[A block of data]
- - -
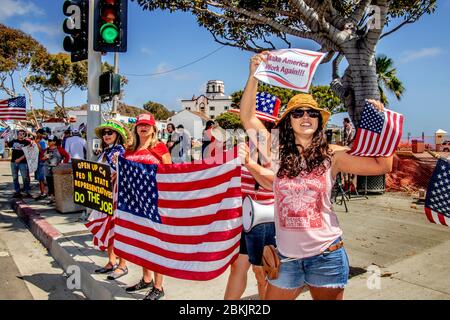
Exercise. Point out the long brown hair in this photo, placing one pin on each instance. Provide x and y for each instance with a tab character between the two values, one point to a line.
315	158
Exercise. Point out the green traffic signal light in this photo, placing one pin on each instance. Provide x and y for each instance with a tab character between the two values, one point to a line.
109	32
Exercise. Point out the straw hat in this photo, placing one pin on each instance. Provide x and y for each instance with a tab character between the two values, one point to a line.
304	100
116	126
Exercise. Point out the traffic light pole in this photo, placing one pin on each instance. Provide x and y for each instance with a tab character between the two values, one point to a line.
93	101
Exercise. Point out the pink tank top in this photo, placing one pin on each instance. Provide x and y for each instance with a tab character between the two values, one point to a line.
305	223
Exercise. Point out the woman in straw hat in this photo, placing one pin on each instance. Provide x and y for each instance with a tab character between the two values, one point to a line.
307	230
148	149
115	138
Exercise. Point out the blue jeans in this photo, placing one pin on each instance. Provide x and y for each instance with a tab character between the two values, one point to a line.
23	168
325	270
261	235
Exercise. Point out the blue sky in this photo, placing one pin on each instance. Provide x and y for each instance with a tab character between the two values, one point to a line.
159	41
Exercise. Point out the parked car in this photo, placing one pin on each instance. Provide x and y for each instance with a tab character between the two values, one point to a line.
446	146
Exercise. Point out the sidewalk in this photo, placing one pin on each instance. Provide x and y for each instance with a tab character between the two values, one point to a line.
388	234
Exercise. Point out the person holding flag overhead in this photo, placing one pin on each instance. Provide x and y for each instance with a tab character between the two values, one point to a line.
253	242
308	235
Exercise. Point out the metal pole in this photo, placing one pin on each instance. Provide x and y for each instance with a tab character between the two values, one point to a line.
115	102
94	71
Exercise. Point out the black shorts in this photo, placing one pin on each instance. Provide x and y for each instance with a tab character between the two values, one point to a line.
261	235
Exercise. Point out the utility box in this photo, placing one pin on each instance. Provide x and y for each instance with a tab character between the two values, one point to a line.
439	138
418	146
63	180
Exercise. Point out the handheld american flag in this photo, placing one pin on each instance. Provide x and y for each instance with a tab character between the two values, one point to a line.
181	220
13	109
437	202
379	133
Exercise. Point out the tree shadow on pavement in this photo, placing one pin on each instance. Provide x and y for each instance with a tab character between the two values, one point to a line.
54	285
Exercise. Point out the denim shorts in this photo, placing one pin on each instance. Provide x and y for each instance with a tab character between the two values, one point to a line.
325	270
255	240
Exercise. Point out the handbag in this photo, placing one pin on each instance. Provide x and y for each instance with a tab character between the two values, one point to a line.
271	262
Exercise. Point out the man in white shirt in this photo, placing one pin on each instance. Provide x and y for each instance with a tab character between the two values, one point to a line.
76	146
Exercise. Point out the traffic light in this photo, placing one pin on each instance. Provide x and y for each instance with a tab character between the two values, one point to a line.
110	26
76	25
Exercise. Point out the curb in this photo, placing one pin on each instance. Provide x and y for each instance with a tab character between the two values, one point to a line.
53	241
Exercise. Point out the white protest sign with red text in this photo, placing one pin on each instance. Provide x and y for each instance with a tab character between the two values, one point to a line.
290	68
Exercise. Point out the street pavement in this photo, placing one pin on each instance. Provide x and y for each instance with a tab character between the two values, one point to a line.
394	253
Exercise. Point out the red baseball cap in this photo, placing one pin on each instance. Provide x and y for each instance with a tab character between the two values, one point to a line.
145	118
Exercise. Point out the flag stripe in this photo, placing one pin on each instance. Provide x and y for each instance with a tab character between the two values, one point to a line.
229	203
390	135
214	251
202	184
204	219
194	203
195	266
437	218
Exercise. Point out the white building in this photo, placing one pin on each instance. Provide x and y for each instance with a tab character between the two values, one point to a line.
194	122
213	103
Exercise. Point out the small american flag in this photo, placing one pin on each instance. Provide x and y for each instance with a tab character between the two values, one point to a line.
267	106
180	220
437	202
379	133
13	109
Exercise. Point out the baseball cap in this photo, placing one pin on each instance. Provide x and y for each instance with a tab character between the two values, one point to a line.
145	118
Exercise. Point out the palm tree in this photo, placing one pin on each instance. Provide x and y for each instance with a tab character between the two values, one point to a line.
387	78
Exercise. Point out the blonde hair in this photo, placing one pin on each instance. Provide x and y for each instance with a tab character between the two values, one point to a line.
137	140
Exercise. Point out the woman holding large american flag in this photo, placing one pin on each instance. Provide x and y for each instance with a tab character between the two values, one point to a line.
148	149
115	138
308	235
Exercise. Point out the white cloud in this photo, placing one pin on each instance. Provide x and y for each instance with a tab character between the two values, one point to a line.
11	8
33	28
409	56
164	67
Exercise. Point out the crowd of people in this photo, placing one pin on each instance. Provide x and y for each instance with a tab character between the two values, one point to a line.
52	151
297	183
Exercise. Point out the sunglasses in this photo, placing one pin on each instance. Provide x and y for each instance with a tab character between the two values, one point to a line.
298	113
107	133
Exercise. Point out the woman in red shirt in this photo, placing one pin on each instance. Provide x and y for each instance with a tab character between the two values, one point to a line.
148	150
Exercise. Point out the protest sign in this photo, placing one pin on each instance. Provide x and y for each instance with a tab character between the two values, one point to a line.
92	185
290	68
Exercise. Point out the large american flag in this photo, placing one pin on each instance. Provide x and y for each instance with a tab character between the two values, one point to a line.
180	220
437	202
13	109
379	133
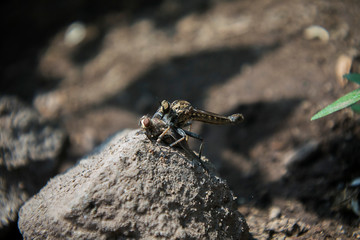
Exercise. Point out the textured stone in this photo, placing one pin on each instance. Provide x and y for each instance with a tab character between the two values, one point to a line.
131	187
29	147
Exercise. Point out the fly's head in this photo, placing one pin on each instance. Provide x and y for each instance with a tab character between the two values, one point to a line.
163	110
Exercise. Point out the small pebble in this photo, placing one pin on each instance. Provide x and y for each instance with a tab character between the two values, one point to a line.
75	34
316	32
275	212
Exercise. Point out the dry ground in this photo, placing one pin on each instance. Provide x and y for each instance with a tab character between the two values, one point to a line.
222	56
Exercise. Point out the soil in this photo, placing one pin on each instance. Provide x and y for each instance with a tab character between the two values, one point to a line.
252	57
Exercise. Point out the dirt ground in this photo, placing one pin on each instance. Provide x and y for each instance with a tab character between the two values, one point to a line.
- - -
§ Task
Leave out every line before the one containing "Exercise. Point out the dry"; set down that line and all remaining lines of the material exactly.

§ Written reply
Exercise. Point out the dry ground in this photo, placing one pin on each instance. Provide x and y for each instance with a tab character between the two values, one point to a line.
222	56
Exercise. Point out the soil in this photo, placing one pin on each instance. Provide x and y for each instance with a tab character between the two values, one point to a line.
252	57
Exercise. Point out the dirt ground in this photo, placing one pin on each instance. Provide x and y for each instance with a tab character between the two values, one point to a line.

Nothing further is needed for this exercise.